YOUR INSTRUCTIONS: Please rewrite the passage on the Last Supper from "Tom Holland may" to "will betray him.", replacing "baffled sniggers" with "puzzled laughter".

TEXT UNDER STUDY:

It is right for his followers today to speak up and say how wrong it is when the special and sacred things he did for them are yet again trampled on in public, but it's also worth remembering that’s how the story started - with Jesus’ body brutalised and broken. That somehow, in moments like this, we miss the power of Jesus when we simply defend him on grounds of “decency” and “respect.” Instead, if we return to the original events themselves, Jolly’s depiction, in its mockery and subversion, actually reveals the power of The Last Supper.  

Da Vinci’s painting was not intended for a gallery but was originally painted on the wall of a fairly obscure monastery, transported to a gallery years later to become primarily art, it is more a foundational aid to the faithful to remember the original events Da Vinci is depicting.  

The last supper, the meal Jesus shared with his friends the night before his crucifixion, was the opening ceremony of Christianity. Every time a Christian takes Holy Communion - the central act of Christian worship for over 2,000 years - they remember the opening ceremony where: 

“Jesus took bread, and when he had given thanks, he broke it and gave it to his disciples, saying, “Take and eat; this is my body.” Then he took a cup, and when he had given thanks, he gave it to them, saying, “Drink from it, all of you. This is my blood of the covenant, which is poured out for many for the forgiveness of sins”  

The most peculiar part of the opening ceremony of Christianity - more peculiar than any sight we saw last night - is the presence of Judas. The biblical accounts describe Jesus’ knowledge of Judas’ intentions to betray him to the Romans, and yet Judas is still welcome to the table. If there’s space for Judas, then there is space for all of us. The opening ceremony Christianity cannot be remembered without the presence of Judas the betrayer, and Peter the coward or Thomas the doubter.  The great irony and the big mystery of the Christian Faith is that you can’t out-sin grace. You can mock it and subvert it, but Christ died for the ungodly.   

Last night’s scene doesn’t come close to the original events. Not only was Jesus betrayed by his friends, he was then tortured, humiliated and executed publicly in just about the most excruciating way humans have devised. That was blasphemy of another level, but it was also victory because God was choosing to love inclusively beyond any human metric.  

Tom Holland may be right that no part of western culture has escaped Christian influence, but I want more than a little downstream influence. 

This means that there’s nothing more inclusive than the opening ceremony of Christianity and yet, at the same time, nothing more exclusive. It is not us who provide the food but God. In Jolly’s performance, the Last Supper scene was concluded by the French actor Philippe Katerine, emerging painted head to toe in blue. Whilst this bearded smurf caused baffled sniggers across the planet, Katherine was apparently representing Dionysius, The Greek god associated with wild drunken parties. The food on offer by Jolly is wild desire and self-expression. In Christianity the food is God himself, his body and his blood. God’s love is given not simply expressed, even to those who will betray him.

DATA EXCERPTS:
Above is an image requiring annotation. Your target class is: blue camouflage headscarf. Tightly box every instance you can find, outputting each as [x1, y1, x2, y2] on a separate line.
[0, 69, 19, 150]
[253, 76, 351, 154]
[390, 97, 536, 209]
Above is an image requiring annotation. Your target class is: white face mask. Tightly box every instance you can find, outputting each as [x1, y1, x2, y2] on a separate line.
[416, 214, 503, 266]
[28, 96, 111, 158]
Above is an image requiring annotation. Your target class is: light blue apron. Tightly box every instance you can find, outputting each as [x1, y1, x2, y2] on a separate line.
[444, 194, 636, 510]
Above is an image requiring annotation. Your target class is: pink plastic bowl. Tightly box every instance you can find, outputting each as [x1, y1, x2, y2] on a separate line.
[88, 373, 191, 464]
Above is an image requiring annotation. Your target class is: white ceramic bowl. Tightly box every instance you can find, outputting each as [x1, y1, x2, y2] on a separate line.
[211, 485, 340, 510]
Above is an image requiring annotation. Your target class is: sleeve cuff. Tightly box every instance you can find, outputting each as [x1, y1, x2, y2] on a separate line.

WRITTEN RESPONSE:
Tom Holland may be right that no part of western culture has escaped Christian influence, but I want more than a little downstream influence. 

This means that there’s nothing more inclusive than the opening ceremony of Christianity and yet, at the same time, nothing more exclusive. It is not us who provide the food but God. In Jolly’s performance, the Last Supper scene was concluded by the French actor Philippe Katerine, emerging painted head to toe in blue. Whilst this bearded smurf caused puzzled laughter across the planet, Katherine was apparently representing Dionysius, The Greek god associated with wild drunken parties. The food on offer by Jolly is wild desire and self-expression. In Christianity the food is God himself, his body and his blood. God’s love is given not simply expressed, even to those who will betray him.